GIVEN PROBLEM A – Pick out every line in the listing that contains the string "Coordinates" and copy each of those lines.

GIVEN PASSAGE –

You are viewing a plain text version of this content. The canonical link for it is here.
Posted to dev@nutch.apache.org by Lewis John Mcgibbney <le...@gmail.com> on 2012/09/01 12:28:40 UTC

Re: JIRA Nutch 968, File Protocol error 404 while fetching files that contains CJK character in the file name

Hi Ye,

On Fri, Aug 31, 2012 at 4:11 PM, Ye T Thet <ye...@gmail.com> wrote:
>
> What is the guide-line for adding properties to the nutch-default.xml? I am
> thinking of using file.name.encoding.
>

Generally speaking the name attribute you suggest looks OK. However
for consistency maybe it should mimic the parser property for
encoding. Namely that the property should be
file.character.encoding.default?

Thanks

Lewis

Re: JIRA Nutch 968, File Protocol error 404 while fetching files that contains CJK character in the file name

Posted by Ye T Thet <ye...@gmail.com>.
Hi Lewis,

Your suggestion sounds good. I supposed the patch I would be submitting
changes in two file then.

nutch-default.xml for default encoding setting
FileResponse.java for some code change

Please advise.

Thanks,

Ye


On Sat, Sep 1, 2012 at 6:28 PM, Lewis John Mcgibbney <
lewis.mcgibbney@gmail.com> wrote:

> Hi Ye,
>
> On Fri, Aug 31, 2012 at 4:11 PM, Ye T Thet <ye...@gmail.com> wrote:
> >
> > What is the guide-line for adding properties to the nutch-default.xml? I
> am
> > thinking of using file.name.encoding.
> >
>
> Generally speaking the name attribute you suggest looks OK. However
> for consistency maybe it should mimic the parser property for
> encoding. Namely that the property should be
> file.character.encoding.default?
>
> Thanks
>
> Lewis
>

TASK INPUTS –
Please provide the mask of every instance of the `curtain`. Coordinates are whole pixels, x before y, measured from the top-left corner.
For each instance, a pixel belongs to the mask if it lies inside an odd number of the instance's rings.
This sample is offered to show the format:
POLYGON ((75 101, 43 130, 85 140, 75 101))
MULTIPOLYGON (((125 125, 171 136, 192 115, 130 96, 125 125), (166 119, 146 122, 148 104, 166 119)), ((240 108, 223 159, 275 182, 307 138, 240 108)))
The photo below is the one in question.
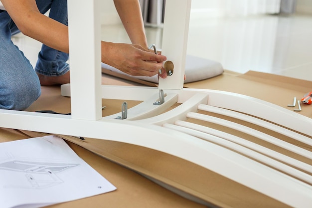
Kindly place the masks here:
POLYGON ((163 24, 165 0, 140 0, 140 3, 146 26, 159 26, 163 24))

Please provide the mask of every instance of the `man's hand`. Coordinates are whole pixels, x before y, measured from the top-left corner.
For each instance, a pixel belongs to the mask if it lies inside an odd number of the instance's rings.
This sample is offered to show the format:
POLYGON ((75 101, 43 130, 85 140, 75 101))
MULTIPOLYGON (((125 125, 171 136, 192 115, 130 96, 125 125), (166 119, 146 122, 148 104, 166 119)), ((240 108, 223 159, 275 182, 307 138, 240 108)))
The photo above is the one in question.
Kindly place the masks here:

GIVEN PROBLEM B –
Answer these questions about the mailing-list thread:
(i) What property name did Ye T Thet first propose?
(ii) What property name did Lewis suggest instead?
(iii) Which two files would Ye's patch change?

TASK OUTPUT A –
Please provide the mask of every instance of the `curtain`. Coordinates are whole pixels, x before y, measured from the top-left corner.
Please provide the mask of every instance of the `man's hand`. Coordinates are whole pixels, x before y, measured from the top-left corner.

TASK OUTPUT B –
(i) file.name.encoding
(ii) file.character.encoding.default
(iii) nutch-default.xml and FileResponse.java